* [Passage to read]
◆ ◆ ◆ ◆ ◆ ◆ ◆

On December 17, 2020, the Centers for Disease Control and Prevention (CDC) released updated treatment guidelines for uncomplicated gonorrhea and now recommend a single 500 mg intramuscular (IM) dose of ceftriaxone. Dual therapy is no longer recommended. Treatment for coinfection with Chlamydia trachomatis with oral doxycycline, 100 mg twice a day for 7 days should be administered when chlamydial infection has not been excluded.

The previous recommendation was a single 250 mg IM dose of ceftriaxone and a single 1 g oral dose of azithromycin for treatment of uncomplicated gonococcal infections of the cervix, urethra, and rectum as a strategy for preventing ceftriaxone resistance and treating possible coinfection with Chlamydia trachomatis. Increasing attention to antimicrobial stewardship and the potential impact of dual therapy on commensal organisms and concurrent pathogens, in conjunction with the continued low incidence of
ceftriaxone resistance and the increased incidence of azithromycin resistance, has led to reevaluation of this recommendation. Additional important considerations when treating a patient infected with N. gonorrhoeae include:

A test-of-cure is not needed for people who receive a diagnosis of uncomplicated urogenital or rectal gonorrhea unless symptoms persist.

  • A test-of-cure is recommended in people with pharyngeal gonorrhea 7-14 days
    after the initial treatment, regardless of the regimen.
  • Patients who have been treated for gonorrhea should be retested three months
    after treatment to ensure there is no reinfection.
  • Facilitate partner testing and treatment.

According to CDC, sexually transmitted N. gonorrhoeae infections have increased 63% since 2014 and are a cause of sequelae including pelvic inflammatory disease, ectopic pregnancy, and infertility and can facilitate transmission of HIV. Idaho public health officials have noted a nearly 130% increase in the number of cases reported during 2019 compared with 2015.

Drug-resistant gonorrhea remains an urgent public health threat as half of all gonorrhea infections are resistant to at least one antibiotic. While neither CDC nor Idaho public health officials are seeing treatment failures, continuing to monitor for antimicrobial resistance is critical.

Additional treatment considerations can be found in “Update to CDC’s Treatment Guidelines for Gonococcal Infection, 2020”.

◆ ◆ ◆ ◆ ◆ ◆ ◆

(Stored data entries)
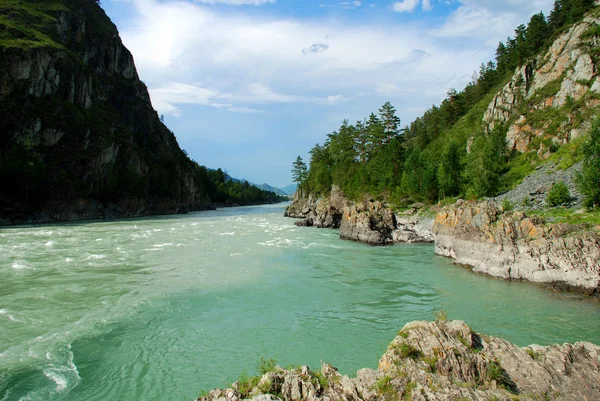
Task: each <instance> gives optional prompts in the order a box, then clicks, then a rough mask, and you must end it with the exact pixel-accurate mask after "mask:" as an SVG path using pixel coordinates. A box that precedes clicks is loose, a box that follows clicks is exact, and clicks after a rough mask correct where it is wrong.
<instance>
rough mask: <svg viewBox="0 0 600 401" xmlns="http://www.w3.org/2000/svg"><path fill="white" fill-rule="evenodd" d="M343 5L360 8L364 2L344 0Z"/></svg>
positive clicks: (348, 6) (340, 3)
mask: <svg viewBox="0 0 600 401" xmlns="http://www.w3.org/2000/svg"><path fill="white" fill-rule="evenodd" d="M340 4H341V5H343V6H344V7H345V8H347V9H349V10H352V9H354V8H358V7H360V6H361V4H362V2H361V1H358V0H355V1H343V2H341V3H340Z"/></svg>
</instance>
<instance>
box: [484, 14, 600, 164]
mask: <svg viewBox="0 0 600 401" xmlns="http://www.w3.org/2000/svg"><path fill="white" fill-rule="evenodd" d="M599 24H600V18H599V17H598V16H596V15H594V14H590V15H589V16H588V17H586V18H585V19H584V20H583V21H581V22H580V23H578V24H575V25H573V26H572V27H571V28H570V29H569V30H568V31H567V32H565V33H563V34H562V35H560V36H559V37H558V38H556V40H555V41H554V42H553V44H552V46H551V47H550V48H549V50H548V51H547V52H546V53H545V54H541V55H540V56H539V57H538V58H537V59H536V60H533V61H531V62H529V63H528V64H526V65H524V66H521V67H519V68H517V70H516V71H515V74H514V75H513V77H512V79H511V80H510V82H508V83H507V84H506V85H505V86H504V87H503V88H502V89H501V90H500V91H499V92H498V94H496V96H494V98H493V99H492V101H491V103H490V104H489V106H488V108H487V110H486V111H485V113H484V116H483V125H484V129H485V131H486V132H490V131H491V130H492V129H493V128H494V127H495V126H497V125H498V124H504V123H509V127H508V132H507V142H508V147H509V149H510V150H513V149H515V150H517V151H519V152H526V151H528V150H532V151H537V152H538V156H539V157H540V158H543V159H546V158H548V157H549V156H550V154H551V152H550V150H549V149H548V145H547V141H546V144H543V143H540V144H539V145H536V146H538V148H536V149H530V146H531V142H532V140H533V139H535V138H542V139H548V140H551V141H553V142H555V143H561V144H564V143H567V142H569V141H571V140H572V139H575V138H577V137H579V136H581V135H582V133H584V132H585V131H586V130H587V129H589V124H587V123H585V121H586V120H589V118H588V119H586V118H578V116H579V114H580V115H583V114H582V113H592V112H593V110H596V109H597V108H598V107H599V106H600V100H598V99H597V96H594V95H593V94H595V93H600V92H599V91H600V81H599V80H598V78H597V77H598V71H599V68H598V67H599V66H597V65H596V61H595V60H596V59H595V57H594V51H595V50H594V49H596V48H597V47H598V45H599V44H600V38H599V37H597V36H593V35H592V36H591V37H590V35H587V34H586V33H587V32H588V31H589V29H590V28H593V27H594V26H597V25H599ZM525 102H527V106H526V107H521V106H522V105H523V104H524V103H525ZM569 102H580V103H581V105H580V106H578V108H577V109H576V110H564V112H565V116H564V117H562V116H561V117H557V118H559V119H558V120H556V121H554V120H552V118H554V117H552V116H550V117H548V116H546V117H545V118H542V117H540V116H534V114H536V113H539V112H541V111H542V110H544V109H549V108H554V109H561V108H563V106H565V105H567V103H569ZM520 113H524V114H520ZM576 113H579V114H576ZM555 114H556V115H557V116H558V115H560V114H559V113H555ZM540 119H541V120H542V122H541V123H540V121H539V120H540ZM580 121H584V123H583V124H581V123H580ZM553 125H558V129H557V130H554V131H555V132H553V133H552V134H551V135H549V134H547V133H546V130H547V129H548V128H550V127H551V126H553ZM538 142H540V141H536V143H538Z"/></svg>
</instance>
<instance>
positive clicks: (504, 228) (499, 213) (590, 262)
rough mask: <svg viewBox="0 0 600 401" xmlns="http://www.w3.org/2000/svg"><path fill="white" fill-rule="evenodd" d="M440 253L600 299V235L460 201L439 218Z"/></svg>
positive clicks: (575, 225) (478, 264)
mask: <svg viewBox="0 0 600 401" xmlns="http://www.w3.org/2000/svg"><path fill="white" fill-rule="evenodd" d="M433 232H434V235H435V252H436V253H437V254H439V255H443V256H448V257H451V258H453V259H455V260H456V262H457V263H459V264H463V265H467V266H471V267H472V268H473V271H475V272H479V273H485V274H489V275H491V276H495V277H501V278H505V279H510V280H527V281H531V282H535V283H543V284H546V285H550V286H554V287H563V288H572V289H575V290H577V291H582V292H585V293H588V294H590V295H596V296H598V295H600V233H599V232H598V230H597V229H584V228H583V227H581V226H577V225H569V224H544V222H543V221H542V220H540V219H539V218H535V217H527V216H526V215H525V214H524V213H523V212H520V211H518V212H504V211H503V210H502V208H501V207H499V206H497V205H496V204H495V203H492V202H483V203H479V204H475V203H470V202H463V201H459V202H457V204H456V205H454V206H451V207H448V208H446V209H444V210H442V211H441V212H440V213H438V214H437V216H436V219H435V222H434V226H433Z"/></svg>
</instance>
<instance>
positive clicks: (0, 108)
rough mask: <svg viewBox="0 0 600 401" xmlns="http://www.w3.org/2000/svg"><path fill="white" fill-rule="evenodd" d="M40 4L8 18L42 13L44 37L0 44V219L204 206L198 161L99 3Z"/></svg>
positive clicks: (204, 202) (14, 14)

◆ ◆ ◆ ◆ ◆ ◆ ◆

* [Questions]
(a) Summarize the gonorrhea treatment update in two sentences.
(b) Retype the part of the gonorrhea treatment update starting with "The previous recommendation" and going on through "unless symptoms persist.".

* [Replies]
(a) In December 2020, the CDC updated its guidelines for uncomplicated gonorrhea to recommend a single 500 mg intramuscular dose of ceftriaxone, no longer recommending dual therapy and advising oral doxycycline when chlamydial infection has not been excluded. The change followed greater attention to antimicrobial stewardship, continued low ceftriaxone resistance, and increased azithromycin resistance, while gonorrhea infections have increased 63% since 2014 and drug-resistant gonorrhea remains an urgent public health threat.

(b)
The previous recommendation was a single 250 mg IM dose of ceftriaxone and a single 1 g oral dose of azithromycin for treatment of uncomplicated gonococcal infections of the cervix, urethra, and rectum as a strategy for preventing ceftriaxone resistance and treating possible coinfection with Chlamydia trachomatis. Increasing attention to antimicrobial stewardship and the potential impact of dual therapy on commensal organisms and concurrent pathogens, in conjunction with the continued low incidence of
ceftriaxone resistance and the increased incidence of azithromycin resistance, has led to reevaluation of this recommendation. Additional important considerations when treating a patient infected with N. gonorrhoeae include:

A test-of-cure is not needed for people who receive a diagnosis of uncomplicated urogenital or rectal gonorrhea unless symptoms persist.